EXCERPT:
Lead Capture Form Settings

Every option in the Form Settings panel — step indicator, captcha, thank you behavior, ebook delivery, and drip enrollment. What each one does and the sensible default.

What do lead capture form settings control?

Every form on your real estate site has two layers. The fields and steps you can see, and the lead capture form settings that decide what happens around them — how the form behaves on the page, the thank you page or message after submit, whether the lead gets an ebook or a drip sequence, and what protects you from spam.

Form Settings is where those decisions live. This guide walks through every option in the panel, what it does, the form display options for each one, and the sensible default to start with.

Form settings

Where is Form Settings in the form builder?

In the form builder, look for the Settings button in the header bar at the top. Click it. The Inspector panel on the right side of the screen loads the Form Settings view, with two tabs across the top: General and Delivery.

A few notes on the layout:

  • Settings here apply to the whole form, not to a single field or step. For per-step options (titles, button text, conditional logic), click the step itself in the canvas — those settings load in the same Inspector panel.
  • Every change saves automatically. There's no Save button on this panel. Toggle a switch, pick a dropdown option, and the form updates in the background.
  • The settings live in the form's database record, so they apply everywhere the form is embedded — hero section, mid-page, footer, popup. You don't set them per placement.

When should you show a step indicator (Multi-step forms)?

Multi-step form indicators

The first option on the General tab is "Show step indicator." It only matters on multi-step forms — but on those, it's one of the most impactful form display options you have. When the box is checked, your form displays numbered pills at the top — 1, 2, 3 — that highlight the current step and dim the ones still ahead. Visitors can see at a glance how much form they're committing to.

When to turn it on:

  • Forms with three or more steps. The indicator reassures visitors that the form is finite.
  • Long forms where someone might worry "how much more is there?"

When to turn it off:

  • Two-step forms. The indicator adds visual clutter without much value.
  • Forms where you want to keep the first step feeling lightweight — sometimes seeing "Step 1 of 5" up front kills conversion before the lead even starts.

On single-step forms the toggle does nothing. Leave it however it lands.


Multi-step form indicator example

What captcha mode should you use?

Captcha protects your form from bots and automated submissions. Without it, a public form on a busy real estate site will pick up junk traffic within days. The form builder uses Google reCAPTCHA behind the scenes, and Form Settings gives you three modes to pick from. Each mode trades off some friction for some protection.

Auto (recommended). This is the default and the right pick for almost every form. Invisible reCAPTCHA runs in the background on every submission. Real visitors never see a thing. Only suspicious traffic gets challenged — the "pick all the squares with traffic lights" puzzle most people know.

EXCERPTED DATA:
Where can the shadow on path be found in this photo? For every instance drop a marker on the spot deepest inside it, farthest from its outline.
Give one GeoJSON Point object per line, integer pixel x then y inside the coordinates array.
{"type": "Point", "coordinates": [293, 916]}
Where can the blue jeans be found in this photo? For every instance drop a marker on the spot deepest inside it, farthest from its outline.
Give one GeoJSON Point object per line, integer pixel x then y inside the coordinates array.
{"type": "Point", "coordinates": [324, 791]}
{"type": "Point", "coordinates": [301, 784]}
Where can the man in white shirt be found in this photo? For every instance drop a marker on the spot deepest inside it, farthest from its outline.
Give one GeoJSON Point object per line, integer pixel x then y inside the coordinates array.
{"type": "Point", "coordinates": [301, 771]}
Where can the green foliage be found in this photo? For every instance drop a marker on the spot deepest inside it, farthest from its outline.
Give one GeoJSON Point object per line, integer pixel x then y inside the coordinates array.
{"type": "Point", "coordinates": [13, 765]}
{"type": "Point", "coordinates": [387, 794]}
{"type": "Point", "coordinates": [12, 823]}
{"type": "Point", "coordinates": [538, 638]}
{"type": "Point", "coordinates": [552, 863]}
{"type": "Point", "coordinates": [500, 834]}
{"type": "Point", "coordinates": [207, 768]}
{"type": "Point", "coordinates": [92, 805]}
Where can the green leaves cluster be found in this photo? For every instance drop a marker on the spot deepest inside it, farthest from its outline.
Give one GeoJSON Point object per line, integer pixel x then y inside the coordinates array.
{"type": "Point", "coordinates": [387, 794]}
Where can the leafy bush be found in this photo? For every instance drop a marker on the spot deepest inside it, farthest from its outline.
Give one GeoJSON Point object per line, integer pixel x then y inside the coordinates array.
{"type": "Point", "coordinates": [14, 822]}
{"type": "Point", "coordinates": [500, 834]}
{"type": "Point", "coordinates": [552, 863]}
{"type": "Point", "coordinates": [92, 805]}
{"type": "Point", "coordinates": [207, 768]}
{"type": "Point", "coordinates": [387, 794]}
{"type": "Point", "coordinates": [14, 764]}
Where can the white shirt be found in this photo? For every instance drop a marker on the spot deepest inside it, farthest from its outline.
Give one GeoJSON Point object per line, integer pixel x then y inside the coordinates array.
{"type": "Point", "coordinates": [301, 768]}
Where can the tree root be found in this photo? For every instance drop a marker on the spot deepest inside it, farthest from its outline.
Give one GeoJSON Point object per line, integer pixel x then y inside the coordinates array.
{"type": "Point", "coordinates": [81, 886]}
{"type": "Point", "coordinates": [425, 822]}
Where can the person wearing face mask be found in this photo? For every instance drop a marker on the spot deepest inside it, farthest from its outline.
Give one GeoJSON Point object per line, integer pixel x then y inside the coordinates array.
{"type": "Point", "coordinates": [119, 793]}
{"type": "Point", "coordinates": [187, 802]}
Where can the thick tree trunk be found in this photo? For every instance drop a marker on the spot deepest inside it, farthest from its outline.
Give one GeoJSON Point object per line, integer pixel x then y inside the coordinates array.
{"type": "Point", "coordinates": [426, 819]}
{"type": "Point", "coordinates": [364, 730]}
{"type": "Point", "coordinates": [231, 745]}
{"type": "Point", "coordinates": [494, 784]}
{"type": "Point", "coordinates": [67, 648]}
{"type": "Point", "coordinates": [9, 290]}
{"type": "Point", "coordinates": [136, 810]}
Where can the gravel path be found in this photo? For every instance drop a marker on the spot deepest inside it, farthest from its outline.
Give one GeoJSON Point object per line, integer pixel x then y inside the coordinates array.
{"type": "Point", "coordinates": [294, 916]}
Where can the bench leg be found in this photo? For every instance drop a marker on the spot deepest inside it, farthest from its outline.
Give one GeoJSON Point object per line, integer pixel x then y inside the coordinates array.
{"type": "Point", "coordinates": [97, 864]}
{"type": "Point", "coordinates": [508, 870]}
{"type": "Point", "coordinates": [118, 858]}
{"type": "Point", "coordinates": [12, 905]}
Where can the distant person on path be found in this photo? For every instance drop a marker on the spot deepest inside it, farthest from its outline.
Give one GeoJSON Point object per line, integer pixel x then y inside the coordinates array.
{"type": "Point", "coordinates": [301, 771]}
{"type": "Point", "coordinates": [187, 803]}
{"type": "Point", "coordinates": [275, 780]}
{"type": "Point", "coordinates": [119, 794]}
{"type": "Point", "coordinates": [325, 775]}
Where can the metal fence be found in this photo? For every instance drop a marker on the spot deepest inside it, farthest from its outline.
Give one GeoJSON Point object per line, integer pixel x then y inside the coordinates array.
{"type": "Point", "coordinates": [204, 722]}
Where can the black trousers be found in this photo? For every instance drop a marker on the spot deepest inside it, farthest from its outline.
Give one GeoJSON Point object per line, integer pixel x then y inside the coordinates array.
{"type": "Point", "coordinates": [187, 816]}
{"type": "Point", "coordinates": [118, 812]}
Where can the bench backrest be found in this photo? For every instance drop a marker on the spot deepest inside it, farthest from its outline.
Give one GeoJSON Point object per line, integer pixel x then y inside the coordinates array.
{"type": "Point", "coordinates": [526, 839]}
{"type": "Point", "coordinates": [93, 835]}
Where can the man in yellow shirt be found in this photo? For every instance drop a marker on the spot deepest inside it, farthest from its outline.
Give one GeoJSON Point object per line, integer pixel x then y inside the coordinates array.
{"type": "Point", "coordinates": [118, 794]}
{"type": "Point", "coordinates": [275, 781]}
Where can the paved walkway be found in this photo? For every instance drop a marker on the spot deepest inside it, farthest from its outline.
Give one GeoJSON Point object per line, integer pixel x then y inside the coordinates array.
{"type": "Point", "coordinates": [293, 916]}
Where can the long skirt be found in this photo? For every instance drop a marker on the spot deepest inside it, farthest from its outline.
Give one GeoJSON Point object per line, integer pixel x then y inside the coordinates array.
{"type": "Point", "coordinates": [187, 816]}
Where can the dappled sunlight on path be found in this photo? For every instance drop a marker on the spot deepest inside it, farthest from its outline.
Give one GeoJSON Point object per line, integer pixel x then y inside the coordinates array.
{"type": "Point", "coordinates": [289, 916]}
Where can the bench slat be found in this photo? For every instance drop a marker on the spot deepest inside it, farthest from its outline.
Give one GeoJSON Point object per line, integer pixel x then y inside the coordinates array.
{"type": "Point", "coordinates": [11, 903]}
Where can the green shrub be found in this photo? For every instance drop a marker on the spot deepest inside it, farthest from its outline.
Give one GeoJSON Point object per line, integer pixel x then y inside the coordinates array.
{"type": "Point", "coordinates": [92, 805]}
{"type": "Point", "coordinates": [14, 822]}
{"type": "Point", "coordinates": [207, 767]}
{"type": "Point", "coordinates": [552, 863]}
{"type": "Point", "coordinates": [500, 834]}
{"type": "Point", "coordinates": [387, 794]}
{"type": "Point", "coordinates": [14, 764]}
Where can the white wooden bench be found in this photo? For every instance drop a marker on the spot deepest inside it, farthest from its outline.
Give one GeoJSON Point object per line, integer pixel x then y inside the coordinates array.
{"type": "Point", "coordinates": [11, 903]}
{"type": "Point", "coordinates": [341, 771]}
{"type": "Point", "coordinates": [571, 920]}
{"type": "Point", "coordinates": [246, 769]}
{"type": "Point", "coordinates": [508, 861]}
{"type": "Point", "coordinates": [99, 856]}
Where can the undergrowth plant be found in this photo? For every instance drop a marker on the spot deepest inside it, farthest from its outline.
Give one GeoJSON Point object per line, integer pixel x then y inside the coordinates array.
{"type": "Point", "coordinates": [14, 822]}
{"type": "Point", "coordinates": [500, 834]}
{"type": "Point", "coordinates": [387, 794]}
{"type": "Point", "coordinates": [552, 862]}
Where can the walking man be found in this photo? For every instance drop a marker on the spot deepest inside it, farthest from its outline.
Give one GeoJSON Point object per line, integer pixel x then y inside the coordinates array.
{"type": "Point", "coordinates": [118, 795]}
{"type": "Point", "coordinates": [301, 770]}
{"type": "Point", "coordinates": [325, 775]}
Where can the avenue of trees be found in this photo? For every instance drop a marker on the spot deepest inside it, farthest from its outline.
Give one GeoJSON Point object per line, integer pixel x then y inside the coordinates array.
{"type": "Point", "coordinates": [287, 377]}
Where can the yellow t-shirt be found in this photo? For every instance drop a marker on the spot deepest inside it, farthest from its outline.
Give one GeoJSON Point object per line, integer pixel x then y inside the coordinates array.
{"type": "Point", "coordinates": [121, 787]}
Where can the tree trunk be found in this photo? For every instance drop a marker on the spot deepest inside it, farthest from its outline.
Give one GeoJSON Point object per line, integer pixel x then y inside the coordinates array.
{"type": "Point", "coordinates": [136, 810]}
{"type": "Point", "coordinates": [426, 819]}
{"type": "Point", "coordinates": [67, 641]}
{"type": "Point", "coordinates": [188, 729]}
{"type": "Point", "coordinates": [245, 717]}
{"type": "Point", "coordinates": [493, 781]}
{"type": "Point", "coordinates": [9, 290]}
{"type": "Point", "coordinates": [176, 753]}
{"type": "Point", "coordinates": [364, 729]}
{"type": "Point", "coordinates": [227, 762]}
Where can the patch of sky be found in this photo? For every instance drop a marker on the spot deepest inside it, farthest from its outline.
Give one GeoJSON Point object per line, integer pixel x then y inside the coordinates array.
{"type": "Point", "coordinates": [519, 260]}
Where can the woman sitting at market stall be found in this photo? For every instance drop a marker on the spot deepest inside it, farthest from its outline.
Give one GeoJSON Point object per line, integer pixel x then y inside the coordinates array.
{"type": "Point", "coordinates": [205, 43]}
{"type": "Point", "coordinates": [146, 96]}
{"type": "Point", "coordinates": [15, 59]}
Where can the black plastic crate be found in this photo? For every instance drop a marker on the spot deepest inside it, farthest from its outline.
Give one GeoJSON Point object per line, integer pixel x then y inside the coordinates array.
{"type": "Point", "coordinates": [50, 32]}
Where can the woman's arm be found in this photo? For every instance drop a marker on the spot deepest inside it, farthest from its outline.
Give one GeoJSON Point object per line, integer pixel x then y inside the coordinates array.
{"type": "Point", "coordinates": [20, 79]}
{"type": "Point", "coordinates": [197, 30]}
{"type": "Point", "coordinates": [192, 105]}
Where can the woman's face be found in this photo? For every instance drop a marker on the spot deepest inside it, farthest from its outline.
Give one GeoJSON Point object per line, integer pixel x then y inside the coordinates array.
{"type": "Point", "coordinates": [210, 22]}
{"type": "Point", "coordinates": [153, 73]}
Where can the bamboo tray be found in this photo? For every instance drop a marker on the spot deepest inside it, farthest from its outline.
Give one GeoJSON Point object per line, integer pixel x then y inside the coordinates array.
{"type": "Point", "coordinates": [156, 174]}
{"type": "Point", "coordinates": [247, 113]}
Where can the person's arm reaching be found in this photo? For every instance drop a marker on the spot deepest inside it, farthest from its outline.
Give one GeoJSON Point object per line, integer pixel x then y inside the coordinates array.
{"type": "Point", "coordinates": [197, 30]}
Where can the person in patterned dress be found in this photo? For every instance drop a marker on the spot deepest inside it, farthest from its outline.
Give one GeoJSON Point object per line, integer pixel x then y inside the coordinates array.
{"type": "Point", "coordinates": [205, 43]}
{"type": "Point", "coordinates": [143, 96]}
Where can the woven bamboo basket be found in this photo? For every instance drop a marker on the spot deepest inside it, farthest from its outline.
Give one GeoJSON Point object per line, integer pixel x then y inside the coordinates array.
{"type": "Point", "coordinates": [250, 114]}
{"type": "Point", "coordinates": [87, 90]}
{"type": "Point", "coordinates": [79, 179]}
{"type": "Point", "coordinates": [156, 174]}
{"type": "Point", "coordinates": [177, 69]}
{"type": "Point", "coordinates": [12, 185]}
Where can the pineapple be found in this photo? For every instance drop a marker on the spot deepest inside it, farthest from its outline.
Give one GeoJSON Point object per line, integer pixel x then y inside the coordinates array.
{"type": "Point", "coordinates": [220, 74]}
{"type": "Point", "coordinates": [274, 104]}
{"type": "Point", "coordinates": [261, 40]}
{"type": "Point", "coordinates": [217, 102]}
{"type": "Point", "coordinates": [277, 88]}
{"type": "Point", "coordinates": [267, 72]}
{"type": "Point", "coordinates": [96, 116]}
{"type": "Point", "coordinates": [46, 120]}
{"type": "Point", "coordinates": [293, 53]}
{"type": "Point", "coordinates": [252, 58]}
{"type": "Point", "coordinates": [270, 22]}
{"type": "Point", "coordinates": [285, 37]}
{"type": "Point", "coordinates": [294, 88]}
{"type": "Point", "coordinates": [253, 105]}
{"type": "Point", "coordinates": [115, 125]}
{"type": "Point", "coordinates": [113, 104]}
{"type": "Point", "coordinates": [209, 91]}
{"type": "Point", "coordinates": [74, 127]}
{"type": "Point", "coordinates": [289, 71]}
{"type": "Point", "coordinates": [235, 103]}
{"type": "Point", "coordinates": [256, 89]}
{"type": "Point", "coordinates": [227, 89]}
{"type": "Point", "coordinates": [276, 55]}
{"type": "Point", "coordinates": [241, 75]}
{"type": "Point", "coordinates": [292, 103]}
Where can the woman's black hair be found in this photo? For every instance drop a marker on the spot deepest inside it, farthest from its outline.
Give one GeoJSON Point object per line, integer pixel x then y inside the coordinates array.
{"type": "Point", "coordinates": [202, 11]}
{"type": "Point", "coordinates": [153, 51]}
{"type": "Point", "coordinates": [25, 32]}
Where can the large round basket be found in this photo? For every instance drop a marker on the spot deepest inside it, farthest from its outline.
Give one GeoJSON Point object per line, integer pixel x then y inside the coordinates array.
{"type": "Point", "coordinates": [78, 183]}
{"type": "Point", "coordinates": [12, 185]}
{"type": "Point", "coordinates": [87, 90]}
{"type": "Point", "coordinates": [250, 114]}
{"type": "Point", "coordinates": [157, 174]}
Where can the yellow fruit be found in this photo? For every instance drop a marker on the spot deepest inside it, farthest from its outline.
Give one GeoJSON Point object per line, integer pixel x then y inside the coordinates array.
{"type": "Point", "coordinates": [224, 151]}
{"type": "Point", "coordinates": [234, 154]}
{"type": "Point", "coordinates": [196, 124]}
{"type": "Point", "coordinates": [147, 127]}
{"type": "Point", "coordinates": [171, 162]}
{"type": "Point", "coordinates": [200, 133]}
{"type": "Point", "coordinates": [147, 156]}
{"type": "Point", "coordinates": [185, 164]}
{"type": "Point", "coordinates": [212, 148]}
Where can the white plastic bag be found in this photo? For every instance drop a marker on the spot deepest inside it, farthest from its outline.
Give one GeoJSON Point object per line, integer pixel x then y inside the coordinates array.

SHORT EXERCISE 1:
From the form settings guide, extract the part that opens with the words containing "Form Settings is" and closes with "the form builder?".
SHORT EXERCISE 2:
Decide whether each statement agrees with the form settings guide, answering yes or no and quoting the deciding words: (a) The Form Settings panel has a Save button. (b) On single-step forms, the step indicator toggle has no effect. (c) The form builder's captcha is powered by Google reCAPTCHA.

EXERCISE OUTPUT 1:
Form Settings is where those decisions live. This guide walks through every option in the panel, what it does, the form display options for each one, and the sensible default to start with.

Form settings

Where is Form Settings in the form builder?

EXERCISE OUTPUT 2:
(a) No: "There's no Save button on this panel."
(b) Yes: "On single-step forms the toggle does nothing."
(c) Yes: "The form builder uses Google reCAPTCHA behind the scenes"